#### [Extracted material]
_ _ _ _ _ _ _

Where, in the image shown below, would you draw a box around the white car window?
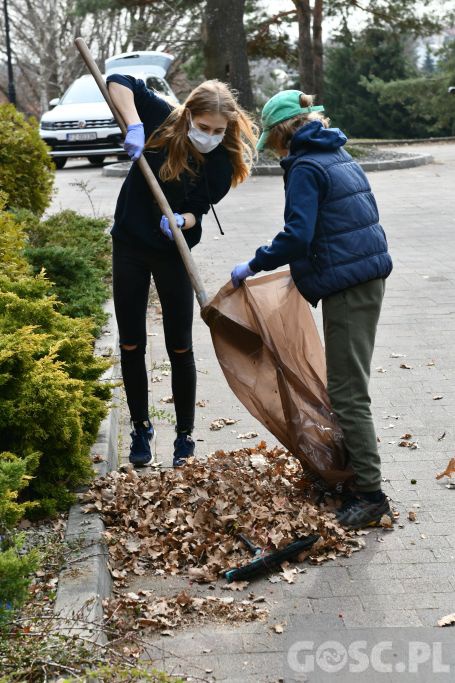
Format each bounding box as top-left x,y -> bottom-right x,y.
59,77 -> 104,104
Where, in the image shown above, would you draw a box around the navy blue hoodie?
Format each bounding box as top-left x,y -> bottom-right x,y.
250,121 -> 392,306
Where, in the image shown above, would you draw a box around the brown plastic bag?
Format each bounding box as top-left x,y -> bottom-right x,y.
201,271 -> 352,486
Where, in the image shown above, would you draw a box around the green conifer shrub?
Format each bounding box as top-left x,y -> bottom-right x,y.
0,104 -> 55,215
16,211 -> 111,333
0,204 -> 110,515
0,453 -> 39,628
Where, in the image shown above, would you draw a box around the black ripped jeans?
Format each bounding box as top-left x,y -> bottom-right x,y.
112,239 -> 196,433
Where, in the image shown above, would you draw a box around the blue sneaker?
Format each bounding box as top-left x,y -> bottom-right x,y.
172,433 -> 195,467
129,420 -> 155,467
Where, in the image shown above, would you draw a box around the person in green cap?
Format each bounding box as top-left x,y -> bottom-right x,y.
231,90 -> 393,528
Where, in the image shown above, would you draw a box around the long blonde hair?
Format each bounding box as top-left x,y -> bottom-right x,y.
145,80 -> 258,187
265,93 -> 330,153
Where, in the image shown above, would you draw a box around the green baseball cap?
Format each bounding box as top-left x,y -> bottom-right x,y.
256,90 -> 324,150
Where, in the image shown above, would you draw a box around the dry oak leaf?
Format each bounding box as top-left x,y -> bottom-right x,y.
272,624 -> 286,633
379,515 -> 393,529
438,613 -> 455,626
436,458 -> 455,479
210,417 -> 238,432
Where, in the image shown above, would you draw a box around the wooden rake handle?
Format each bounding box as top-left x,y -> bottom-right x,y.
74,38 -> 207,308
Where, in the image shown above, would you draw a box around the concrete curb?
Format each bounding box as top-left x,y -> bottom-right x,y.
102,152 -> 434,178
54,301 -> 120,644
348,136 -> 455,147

_ _ _ _ _ _ _

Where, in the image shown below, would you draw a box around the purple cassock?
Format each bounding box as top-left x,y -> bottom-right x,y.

_ _ _ _ _ _ _

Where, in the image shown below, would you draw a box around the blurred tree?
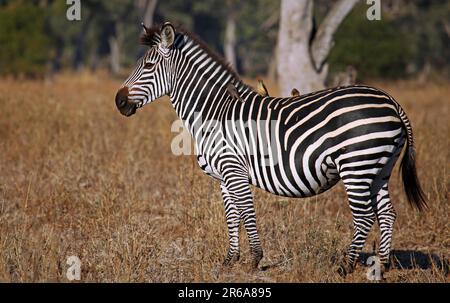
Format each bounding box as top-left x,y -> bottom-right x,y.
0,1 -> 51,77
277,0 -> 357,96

_ _ _ _ _ _ _

#### [What you should do]
Swap "draw a box around" for "place a box around" in the data starting with the line that contains "the blue sneaker?" and going on through the line that contains "74,38 -> 207,308", and write out only those lines with nothing else altered.

#### [Exercise result]
Where, in the image shown above, would you place a box around the blue sneaker?
Format each bounding box as top-left x,y -> bottom-right x,y.
172,433 -> 195,467
129,420 -> 155,467
Where, in the image shown above, would you place a box around the person in green cap?
Format each bounding box as top-left x,y -> bottom-right x,y.
231,90 -> 393,528
Where, in the image shown above, would you place a box around the long blonde hair?
Format each bounding box as top-left x,y -> bottom-right x,y.
145,80 -> 258,187
265,93 -> 330,153
Where, in the image shown above, would you place a box around the green baseball cap?
Format each bounding box as top-left x,y -> bottom-right x,y.
256,90 -> 324,150
Where, in the image shown above, would you place a box around the dry oak leaf?
Format each bounding box as top-left x,y -> bottom-right x,y.
272,624 -> 286,633
379,515 -> 393,529
438,613 -> 455,626
436,458 -> 455,479
210,417 -> 238,432
Where, in the image shown above, would you place a box around the wooden rake handle?
Format each bounding box as top-left x,y -> bottom-right x,y.
74,38 -> 207,308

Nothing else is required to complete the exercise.